(Region pointing data)
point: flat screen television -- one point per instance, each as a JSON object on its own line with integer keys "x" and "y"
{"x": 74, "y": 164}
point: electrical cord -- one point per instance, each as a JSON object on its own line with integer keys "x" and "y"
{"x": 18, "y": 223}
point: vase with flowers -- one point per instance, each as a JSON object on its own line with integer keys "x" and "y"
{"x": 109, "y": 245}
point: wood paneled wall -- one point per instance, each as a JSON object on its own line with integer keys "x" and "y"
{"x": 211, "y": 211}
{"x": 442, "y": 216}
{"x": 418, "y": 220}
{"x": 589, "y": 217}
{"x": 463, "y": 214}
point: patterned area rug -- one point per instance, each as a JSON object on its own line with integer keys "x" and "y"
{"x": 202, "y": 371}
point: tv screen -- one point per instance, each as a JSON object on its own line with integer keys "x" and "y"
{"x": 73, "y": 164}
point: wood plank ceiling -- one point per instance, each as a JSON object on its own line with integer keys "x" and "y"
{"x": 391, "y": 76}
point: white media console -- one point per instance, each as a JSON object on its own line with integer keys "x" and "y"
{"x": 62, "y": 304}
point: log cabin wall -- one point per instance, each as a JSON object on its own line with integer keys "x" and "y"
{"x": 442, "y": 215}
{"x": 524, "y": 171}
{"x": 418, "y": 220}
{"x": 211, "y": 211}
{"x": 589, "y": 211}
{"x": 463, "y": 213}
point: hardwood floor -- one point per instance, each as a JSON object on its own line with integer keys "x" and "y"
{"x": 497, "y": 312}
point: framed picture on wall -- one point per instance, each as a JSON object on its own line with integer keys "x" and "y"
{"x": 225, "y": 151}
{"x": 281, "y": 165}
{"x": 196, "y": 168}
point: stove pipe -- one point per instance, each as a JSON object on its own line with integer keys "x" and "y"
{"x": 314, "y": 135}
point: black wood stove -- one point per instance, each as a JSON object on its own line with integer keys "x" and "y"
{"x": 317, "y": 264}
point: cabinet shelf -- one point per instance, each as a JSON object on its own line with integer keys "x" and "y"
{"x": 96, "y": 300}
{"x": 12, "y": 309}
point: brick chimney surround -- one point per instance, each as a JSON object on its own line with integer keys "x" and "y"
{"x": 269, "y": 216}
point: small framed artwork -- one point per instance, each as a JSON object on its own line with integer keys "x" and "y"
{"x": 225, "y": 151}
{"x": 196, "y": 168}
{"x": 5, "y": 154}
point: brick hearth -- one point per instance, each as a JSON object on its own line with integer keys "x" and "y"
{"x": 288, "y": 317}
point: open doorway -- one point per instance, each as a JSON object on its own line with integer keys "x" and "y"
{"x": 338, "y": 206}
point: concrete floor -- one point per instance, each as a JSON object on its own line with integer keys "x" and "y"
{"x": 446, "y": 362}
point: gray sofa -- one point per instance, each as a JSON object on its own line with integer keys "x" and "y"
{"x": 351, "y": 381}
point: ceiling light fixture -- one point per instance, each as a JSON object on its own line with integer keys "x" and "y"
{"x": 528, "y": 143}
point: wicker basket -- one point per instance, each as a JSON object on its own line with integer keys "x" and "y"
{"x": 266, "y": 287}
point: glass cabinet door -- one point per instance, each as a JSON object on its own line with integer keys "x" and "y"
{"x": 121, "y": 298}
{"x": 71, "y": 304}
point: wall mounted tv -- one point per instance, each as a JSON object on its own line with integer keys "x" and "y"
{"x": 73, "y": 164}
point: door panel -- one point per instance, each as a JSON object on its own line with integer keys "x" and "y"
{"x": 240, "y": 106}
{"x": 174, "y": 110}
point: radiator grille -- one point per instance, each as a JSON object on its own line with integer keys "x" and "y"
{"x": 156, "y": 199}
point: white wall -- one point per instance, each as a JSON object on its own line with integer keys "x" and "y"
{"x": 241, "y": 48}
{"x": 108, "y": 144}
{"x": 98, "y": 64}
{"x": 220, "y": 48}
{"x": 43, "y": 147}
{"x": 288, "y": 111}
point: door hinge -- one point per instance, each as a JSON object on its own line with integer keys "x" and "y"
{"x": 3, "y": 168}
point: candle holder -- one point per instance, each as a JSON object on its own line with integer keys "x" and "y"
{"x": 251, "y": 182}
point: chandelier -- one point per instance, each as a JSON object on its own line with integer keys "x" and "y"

EXERCISE DESCRIPTION: Restate the records above exactly.

RESULT OF THIS EXERCISE:
point: flat screen television -- one point per instance, each as a JSON object on its own line with integer keys "x" and "y"
{"x": 74, "y": 164}
point: electrical cord -- one point per instance, each as a JSON object on its own line with integer keys "x" and "y"
{"x": 18, "y": 223}
point: vase with flowers -- one point per instance, each as a JSON object on its own line with integer keys "x" and "y"
{"x": 109, "y": 245}
point: wood paneled wall -- one point per instance, each as a JSON object on its own line with integer keys "x" and "y"
{"x": 211, "y": 211}
{"x": 442, "y": 216}
{"x": 418, "y": 220}
{"x": 589, "y": 217}
{"x": 463, "y": 214}
point: patterned area rug -- one point per instance, each as a JSON object on its own line with integer keys "x" and "y"
{"x": 202, "y": 371}
point: tv screen -- one point per instance, each as a JSON object on its own line with integer keys "x" and "y"
{"x": 73, "y": 164}
point: wood plank ceiling -- one point per instance, each as a JSON object on its own line with integer keys "x" and "y"
{"x": 391, "y": 76}
point: white media console -- one point per instance, each as a JSON object on its own line with integer keys "x" and "y"
{"x": 62, "y": 304}
point: log cabin wall -- one point per instance, each as a JSON object on its own line with integer keys "x" and "y"
{"x": 442, "y": 215}
{"x": 524, "y": 171}
{"x": 418, "y": 220}
{"x": 211, "y": 211}
{"x": 589, "y": 211}
{"x": 463, "y": 213}
point: hardwood floor -- one point per instance, each as a JSON object on its own line with integer keys "x" and "y"
{"x": 497, "y": 312}
point: framed picture on wall -- one point per instance, each as a JSON object on its own line with integer keys "x" and "y"
{"x": 225, "y": 151}
{"x": 281, "y": 165}
{"x": 196, "y": 168}
point: stove pipe -- one point per instance, each as a JSON object on its own line with integer keys "x" and "y"
{"x": 314, "y": 135}
point: black wood stove -- one point per instance, each as a JSON object on its own line with integer keys "x" and "y"
{"x": 317, "y": 264}
point: cabinet shelf -- one point per instance, each as a JSON object on its own line with integer keys "x" and "y"
{"x": 96, "y": 300}
{"x": 12, "y": 309}
point: brick chimney surround -- one point per instance, each as a JSON object on its own line with integer keys "x" and "y"
{"x": 269, "y": 216}
point: small framed artwork -- one point per instance, each as a JSON object on its own line with integer keys "x" and "y"
{"x": 225, "y": 151}
{"x": 196, "y": 168}
{"x": 5, "y": 154}
point: brick hearth -- one point per instance, each as a JSON object on its own line with integer keys "x" and "y"
{"x": 288, "y": 317}
point: open doorway -- one point per instance, each as a JSON object on its own line with integer keys "x" and "y"
{"x": 338, "y": 206}
point: concrete floor -- one point per instance, each as a JSON object on its own line with integer keys "x" and "y"
{"x": 446, "y": 362}
point: gray sofa -- one point per instance, each as a JSON object on its own line with integer keys "x" and "y"
{"x": 351, "y": 381}
point: ceiling light fixture -- one point per instance, each as a JSON object on its own line with integer keys "x" and "y"
{"x": 528, "y": 143}
point: wicker basket -- one point per instance, each as a JSON object on its own line with integer keys "x" and "y"
{"x": 266, "y": 287}
point: glass cabinet door -- one point per instance, each as a JSON object on its own line with integer keys "x" and "y"
{"x": 121, "y": 298}
{"x": 71, "y": 304}
point: wall mounted tv -- one point per instance, each as a JSON object on its own line with integer keys "x" and "y"
{"x": 73, "y": 164}
point: door panel -- one point per instance, each as a JSON object on its own line with integer keys "x" and "y"
{"x": 240, "y": 106}
{"x": 174, "y": 110}
point: radiator grille -- one point per instance, each as a JSON object on its own line with integer keys "x" and "y"
{"x": 156, "y": 199}
point: white wall -- one point per instance, each as a JSON object on its own line with integer keys "x" and "y"
{"x": 241, "y": 48}
{"x": 108, "y": 144}
{"x": 98, "y": 64}
{"x": 220, "y": 48}
{"x": 43, "y": 147}
{"x": 288, "y": 111}
point: door hinge -- one point per instance, each as a JSON object on its own line with integer keys "x" and "y"
{"x": 3, "y": 168}
point: candle holder -- one point per instance, each as a JSON object on its own line with integer keys "x" and "y"
{"x": 251, "y": 182}
point: chandelier -- one point per instance, each as a JSON object on its own line with integer keys "x" and "y"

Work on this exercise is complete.